Please render every line of the entries below as a numbered list, skipping blank lines and leaving the pictures out.

Pointing entries
##########
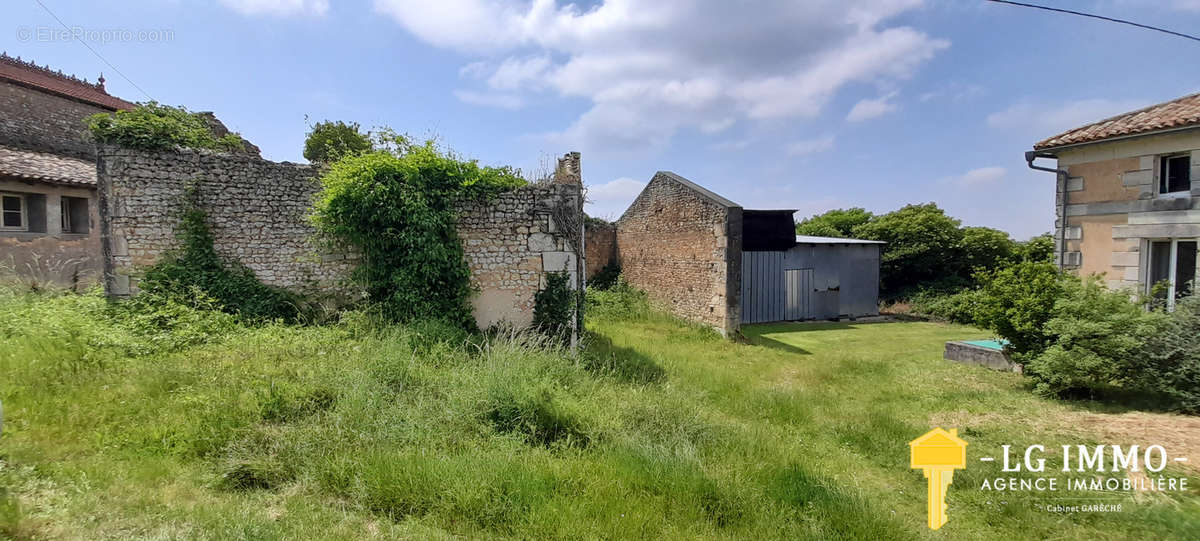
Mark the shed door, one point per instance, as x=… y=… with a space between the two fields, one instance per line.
x=798 y=294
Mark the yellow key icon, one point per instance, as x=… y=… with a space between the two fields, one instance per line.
x=939 y=454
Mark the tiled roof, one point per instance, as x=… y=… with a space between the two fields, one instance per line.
x=47 y=167
x=1174 y=114
x=43 y=78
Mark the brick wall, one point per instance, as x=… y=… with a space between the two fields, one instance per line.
x=683 y=246
x=600 y=246
x=36 y=120
x=257 y=212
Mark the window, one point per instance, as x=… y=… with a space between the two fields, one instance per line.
x=15 y=216
x=75 y=215
x=1175 y=174
x=1173 y=263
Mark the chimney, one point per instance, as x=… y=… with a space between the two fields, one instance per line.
x=568 y=170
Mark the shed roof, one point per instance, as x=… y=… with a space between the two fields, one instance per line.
x=1175 y=114
x=833 y=240
x=27 y=73
x=28 y=164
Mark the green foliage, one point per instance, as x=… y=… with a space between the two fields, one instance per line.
x=958 y=307
x=606 y=277
x=329 y=142
x=923 y=245
x=1017 y=304
x=984 y=247
x=1169 y=362
x=838 y=222
x=160 y=127
x=1095 y=335
x=396 y=208
x=553 y=306
x=196 y=266
x=1038 y=248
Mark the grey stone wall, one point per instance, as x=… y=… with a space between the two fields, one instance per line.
x=257 y=210
x=683 y=246
x=37 y=120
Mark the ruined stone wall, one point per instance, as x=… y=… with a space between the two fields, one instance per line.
x=600 y=246
x=684 y=248
x=257 y=212
x=42 y=121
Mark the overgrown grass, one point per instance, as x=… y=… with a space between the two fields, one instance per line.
x=658 y=431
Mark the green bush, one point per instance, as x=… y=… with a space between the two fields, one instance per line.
x=196 y=266
x=329 y=142
x=1169 y=362
x=396 y=206
x=958 y=307
x=1095 y=337
x=160 y=127
x=1018 y=301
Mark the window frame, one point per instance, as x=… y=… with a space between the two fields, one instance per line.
x=1173 y=265
x=24 y=212
x=1162 y=185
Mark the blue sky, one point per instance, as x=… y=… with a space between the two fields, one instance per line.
x=810 y=106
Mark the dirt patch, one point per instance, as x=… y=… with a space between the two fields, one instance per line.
x=1179 y=434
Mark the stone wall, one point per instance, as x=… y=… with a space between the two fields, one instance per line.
x=37 y=120
x=682 y=244
x=600 y=246
x=257 y=212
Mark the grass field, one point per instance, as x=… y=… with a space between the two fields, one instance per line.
x=205 y=428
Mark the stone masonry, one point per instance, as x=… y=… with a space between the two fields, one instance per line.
x=257 y=210
x=682 y=244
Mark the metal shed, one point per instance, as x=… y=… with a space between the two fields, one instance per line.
x=816 y=277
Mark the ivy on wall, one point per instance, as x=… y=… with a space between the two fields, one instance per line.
x=196 y=265
x=160 y=127
x=396 y=206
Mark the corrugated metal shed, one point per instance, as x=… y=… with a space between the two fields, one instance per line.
x=819 y=277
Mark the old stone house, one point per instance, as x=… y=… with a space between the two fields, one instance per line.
x=707 y=259
x=48 y=173
x=1127 y=205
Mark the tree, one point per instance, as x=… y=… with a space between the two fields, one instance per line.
x=984 y=247
x=838 y=222
x=329 y=142
x=923 y=245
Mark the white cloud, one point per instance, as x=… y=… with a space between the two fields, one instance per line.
x=279 y=7
x=653 y=68
x=979 y=176
x=611 y=199
x=807 y=146
x=1050 y=119
x=867 y=109
x=502 y=101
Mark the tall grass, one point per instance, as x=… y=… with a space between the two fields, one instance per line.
x=171 y=420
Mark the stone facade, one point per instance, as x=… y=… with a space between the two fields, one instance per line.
x=37 y=120
x=682 y=244
x=257 y=211
x=1109 y=208
x=600 y=246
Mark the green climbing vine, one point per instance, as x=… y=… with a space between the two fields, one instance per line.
x=396 y=206
x=196 y=265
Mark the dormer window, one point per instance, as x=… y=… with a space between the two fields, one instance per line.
x=1175 y=174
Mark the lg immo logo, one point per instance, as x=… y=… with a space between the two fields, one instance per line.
x=939 y=454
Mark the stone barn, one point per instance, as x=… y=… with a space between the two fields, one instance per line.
x=707 y=259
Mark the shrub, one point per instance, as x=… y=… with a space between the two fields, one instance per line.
x=1095 y=336
x=1018 y=301
x=195 y=266
x=958 y=307
x=397 y=208
x=329 y=142
x=1169 y=362
x=160 y=127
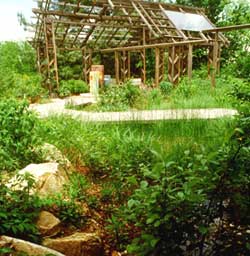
##########
Task response:
1. Mark the shed door, one point per instance, as x=… y=… with a space between the two fields, one instance per line.
2. x=798 y=294
3. Mark the yellow key icon, one point per instance, as x=… y=… with a space between the two fields, one instance per line.
4. x=939 y=454
5. Mark the tiled roof, one point per instance, as x=… y=… with a space between the two fields, one instance per line.
6. x=47 y=167
7. x=1174 y=114
8. x=43 y=78
9. Mark the brick wall, one point per instance, as x=… y=… with a space between the two fields, one instance per line.
10. x=683 y=246
11. x=600 y=246
12. x=36 y=120
13. x=257 y=212
14. Mark the window, one point per instance, as x=… y=… with a space between the two fields, one instance per line.
15. x=15 y=216
16. x=75 y=215
17. x=1175 y=174
18. x=1173 y=263
19. Mark the chimney, one point per instance, as x=… y=… with a space between the two fields, one instance per line.
20. x=568 y=170
21. Mark the shed roof, one point per instance, as x=… y=… with a space between the two fields, one instance per line.
22. x=1175 y=114
23. x=833 y=240
24. x=27 y=73
25. x=28 y=164
26. Mark the green foliage, one point per instance, as x=… y=… with a space between the two fields, one instance per line.
27. x=958 y=307
28. x=606 y=277
29. x=329 y=142
30. x=923 y=245
31. x=1017 y=304
32. x=984 y=247
33. x=1169 y=362
34. x=838 y=222
35. x=160 y=127
36. x=1095 y=335
37. x=396 y=208
38. x=553 y=306
39. x=196 y=266
40. x=1038 y=248
41. Mark the grey stone wall, one point per instance, as x=… y=… with a space between the two fields, one instance per line.
42. x=257 y=210
43. x=683 y=246
44. x=37 y=120
45. Mark the ruined stone wall, one point per instance, as x=… y=… with a space between the two fields, one instance per line.
46. x=600 y=246
47. x=684 y=248
48. x=257 y=212
49. x=42 y=121
50. Mark the overgrown grass, one point per instance, as x=… y=… with a space between the two fields, one instance per line.
51. x=658 y=431
52. Mark the green bush, one point per instance, as x=… y=… with a space between the two fields, one instance per line.
53. x=196 y=266
54. x=329 y=142
55. x=1169 y=362
56. x=396 y=206
57. x=958 y=307
58. x=1095 y=337
59. x=160 y=127
60. x=1018 y=301
61. Mark the window frame, one point per instance, as x=… y=… with a space between the two fields, one instance per line.
62. x=1173 y=265
63. x=24 y=212
64. x=1162 y=185
65. Mark the blue sky, one point per instance, as x=… y=… with a space between the two fields, one instance per line.
66. x=810 y=106
67. Mark the dirt patch, one point per instance, as x=… y=… with a space between the two fields, one instance per line.
68. x=1179 y=434
69. Mark the stone wall, one point per instance, as x=… y=… with a space between the two fields, one instance per line.
70. x=37 y=120
71. x=682 y=244
72. x=600 y=246
73. x=257 y=212
74. Mark the grass field, one point per instance, as x=… y=… with a space between the two fields, one instance per line.
75. x=205 y=428
76. Mark the stone masonry, one point per instance, as x=… y=… with a space between the two fields, one instance per line.
77. x=257 y=210
78. x=682 y=244
79. Mark the metal shed, one point per instance, as x=… y=… with a space between the two fields, one instance per line.
80. x=816 y=277
81. Mark the ivy on wall, one point per instance, as x=… y=… with a space between the two fields, one instance per line.
82. x=196 y=265
83. x=160 y=127
84. x=396 y=206
85. Mark the corrugated metal shed, one point per instance, as x=… y=… with a space between the two fields, one instance per line.
86. x=819 y=277
87. Mark the old stone house, one point per instance, as x=… y=… with a space between the two fields, one instance per line.
88. x=707 y=259
89. x=48 y=173
90. x=1127 y=205
91. Mark the tree, one point per instance, as x=… y=… with a space between the two fields, one instance per line.
92. x=984 y=247
93. x=838 y=222
94. x=329 y=142
95. x=923 y=245
96. Mark the white cloud, one point per instance, as x=… y=… with a space between the two fields, one instance per line.
97. x=279 y=7
98. x=653 y=68
99. x=979 y=176
100. x=611 y=199
101. x=807 y=146
102. x=1050 y=119
103. x=867 y=109
104. x=502 y=101
105. Mark the tall grass, one point per instance, as x=… y=… with a space between the two fields, one instance per line.
106. x=171 y=420
107. Mark the stone facade, one point per instance, as x=… y=… with a space between the two fields, one instance per line.
108. x=37 y=120
109. x=682 y=244
110. x=257 y=211
111. x=1109 y=208
112. x=600 y=246
113. Mark the green climbing vine, one point per instance, as x=… y=… with a space between the two fields, one instance per line.
114. x=396 y=206
115. x=196 y=265
116. Mark the dormer window, one point per instance, as x=… y=… with a space between the two fields, one instance per line.
117. x=1175 y=174
118. Mark the lg immo logo, one point per instance, as x=… y=… with a space between the two fields, one instance per line.
119. x=939 y=454
120. Mark the stone barn, one point per instance, as x=… y=… with a space between the two fields, one instance per line.
121. x=707 y=259
122. Mark the shrub, one point per instance, as x=… y=… with a space between the two fields, one instance per line.
123. x=1095 y=336
124. x=1018 y=301
125. x=195 y=266
126. x=958 y=307
127. x=397 y=208
128. x=329 y=142
129. x=1169 y=362
130. x=160 y=127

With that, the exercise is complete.